GIVEN TASK: Copy the records below word for word, starting at the line containing "out the wrinkled" and ending at the line containing "[(294, 260), (201, 261), (98, 259)]", with both of those lines included.

— START OF DATA TO USE —

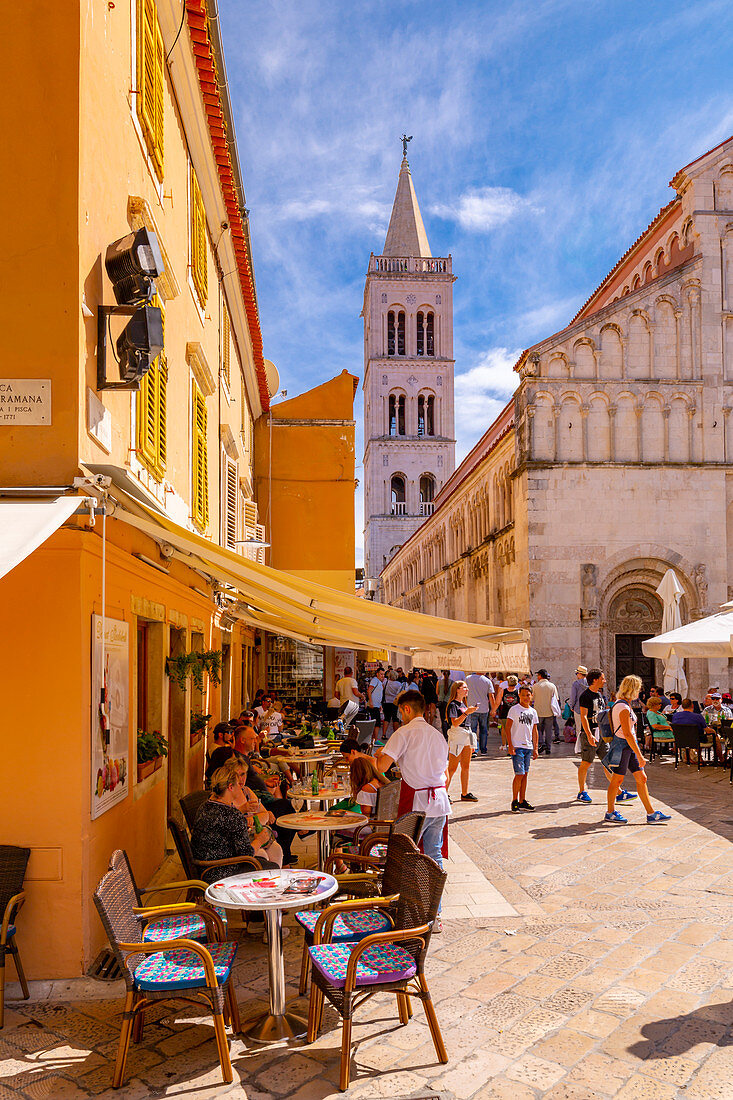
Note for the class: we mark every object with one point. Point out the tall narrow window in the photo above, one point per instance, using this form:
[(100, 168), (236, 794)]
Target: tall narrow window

— END OF DATA TO USE —
— START OF DATA TO USE —

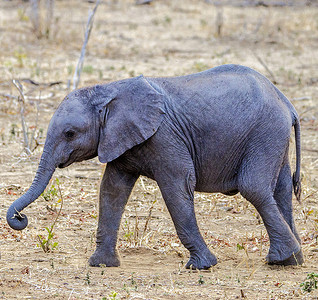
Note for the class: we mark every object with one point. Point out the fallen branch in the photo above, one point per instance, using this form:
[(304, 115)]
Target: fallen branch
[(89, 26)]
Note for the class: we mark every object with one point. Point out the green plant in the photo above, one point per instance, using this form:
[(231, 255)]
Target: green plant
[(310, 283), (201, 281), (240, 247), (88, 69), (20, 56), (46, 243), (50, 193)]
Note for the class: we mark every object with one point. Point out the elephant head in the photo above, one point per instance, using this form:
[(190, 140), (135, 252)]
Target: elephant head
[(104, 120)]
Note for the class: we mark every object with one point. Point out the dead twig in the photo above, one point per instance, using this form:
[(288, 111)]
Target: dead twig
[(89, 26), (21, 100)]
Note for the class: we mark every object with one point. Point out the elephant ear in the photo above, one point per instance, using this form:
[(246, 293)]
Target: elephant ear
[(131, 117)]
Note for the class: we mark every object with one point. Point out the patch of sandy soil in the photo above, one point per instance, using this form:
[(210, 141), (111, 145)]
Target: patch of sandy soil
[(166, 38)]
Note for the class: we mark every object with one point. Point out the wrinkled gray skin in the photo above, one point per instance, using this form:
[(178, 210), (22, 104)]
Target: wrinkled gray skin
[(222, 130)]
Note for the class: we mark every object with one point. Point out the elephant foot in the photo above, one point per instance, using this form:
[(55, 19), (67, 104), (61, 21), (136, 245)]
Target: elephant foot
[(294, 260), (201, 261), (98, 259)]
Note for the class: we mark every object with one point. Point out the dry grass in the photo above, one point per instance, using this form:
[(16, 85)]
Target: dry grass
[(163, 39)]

— END OF DATA TO USE —
— START OF DATA TO USE —

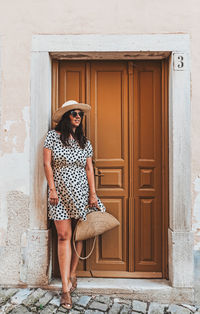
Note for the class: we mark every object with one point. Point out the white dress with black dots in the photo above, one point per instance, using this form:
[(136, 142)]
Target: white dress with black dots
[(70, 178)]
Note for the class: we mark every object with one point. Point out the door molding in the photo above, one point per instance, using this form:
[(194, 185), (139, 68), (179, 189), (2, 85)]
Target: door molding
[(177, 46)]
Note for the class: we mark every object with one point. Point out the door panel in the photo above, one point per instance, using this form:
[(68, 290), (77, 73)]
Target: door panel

— END OF DATA TO USE —

RESPONSE FOR THIS EXERCISE:
Note for the class: we mark every object with one point. Point out the wrinkled gray skin in the photo above, one point per instance, using this form:
[(178, 210), (22, 104)]
Target: wrinkled gray skin
[(222, 130)]
Note for the class: we mark every object with one point. Point out the elephant foot in the photo above, one point per instance, using this form:
[(55, 19), (67, 104), (61, 21), (136, 245)]
Target: elephant foot
[(294, 260), (201, 261), (98, 259)]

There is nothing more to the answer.